▼

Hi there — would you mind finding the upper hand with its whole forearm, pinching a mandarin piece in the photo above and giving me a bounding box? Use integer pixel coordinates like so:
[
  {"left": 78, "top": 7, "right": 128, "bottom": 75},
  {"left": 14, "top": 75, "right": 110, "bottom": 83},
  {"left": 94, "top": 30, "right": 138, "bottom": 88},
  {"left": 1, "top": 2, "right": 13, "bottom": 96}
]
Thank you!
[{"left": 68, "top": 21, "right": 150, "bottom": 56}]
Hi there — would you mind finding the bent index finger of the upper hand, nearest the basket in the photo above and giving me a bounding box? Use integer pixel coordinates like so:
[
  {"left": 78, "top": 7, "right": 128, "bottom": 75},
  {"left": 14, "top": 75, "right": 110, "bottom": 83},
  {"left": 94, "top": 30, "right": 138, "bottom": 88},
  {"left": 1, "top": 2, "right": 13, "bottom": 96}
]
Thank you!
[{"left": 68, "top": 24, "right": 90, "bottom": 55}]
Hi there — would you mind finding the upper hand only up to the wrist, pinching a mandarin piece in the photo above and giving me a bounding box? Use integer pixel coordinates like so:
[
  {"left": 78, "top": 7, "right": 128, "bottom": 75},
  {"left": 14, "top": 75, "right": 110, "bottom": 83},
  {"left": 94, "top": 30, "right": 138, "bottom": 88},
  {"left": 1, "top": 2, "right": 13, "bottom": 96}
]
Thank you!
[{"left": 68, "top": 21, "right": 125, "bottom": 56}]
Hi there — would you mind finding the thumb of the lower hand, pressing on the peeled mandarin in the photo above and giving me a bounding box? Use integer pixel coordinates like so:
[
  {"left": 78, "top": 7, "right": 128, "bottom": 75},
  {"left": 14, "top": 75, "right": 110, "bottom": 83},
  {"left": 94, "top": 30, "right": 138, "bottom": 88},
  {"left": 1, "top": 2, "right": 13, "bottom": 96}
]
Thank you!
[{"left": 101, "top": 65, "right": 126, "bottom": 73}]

▲

[Task description] Across the listing above, report every line where "there" occurs.

[Response]
Hi there — would you mind finding the upper hand with its whole forearm, pinching a mandarin piece in the photo above and giving me a bounding box? Use integer pixel coordinates like so:
Hi there — would you mind finding the bent index finger of the upper hand, nearest the basket in the photo above and giving me a bounding box? Use integer pixel coordinates like so:
Hi there — would you mind finding the upper hand only up to the wrist, pinching a mandarin piece in the photo above and giving me a bounding box? Use integer pixel coordinates like so:
Hi there — would you mind finding the thumb of the lower hand, pressing on the peeled mandarin in the photo above and giving me a bounding box? Use integer pixel coordinates like so:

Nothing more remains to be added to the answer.